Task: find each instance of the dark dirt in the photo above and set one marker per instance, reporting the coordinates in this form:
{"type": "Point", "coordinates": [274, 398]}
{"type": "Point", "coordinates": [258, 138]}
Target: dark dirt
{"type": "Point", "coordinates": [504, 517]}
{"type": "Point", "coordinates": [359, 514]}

* PROBLEM TO SOLVE: Reproduce the entire listing above exactly, leaving nothing out.

* SOLUTION FOR THIS EXERCISE:
Task: find each instance of the dark dirt in the photo above and set one marker per instance, reporting the coordinates in this form:
{"type": "Point", "coordinates": [274, 398]}
{"type": "Point", "coordinates": [258, 138]}
Target: dark dirt
{"type": "Point", "coordinates": [504, 517]}
{"type": "Point", "coordinates": [359, 514]}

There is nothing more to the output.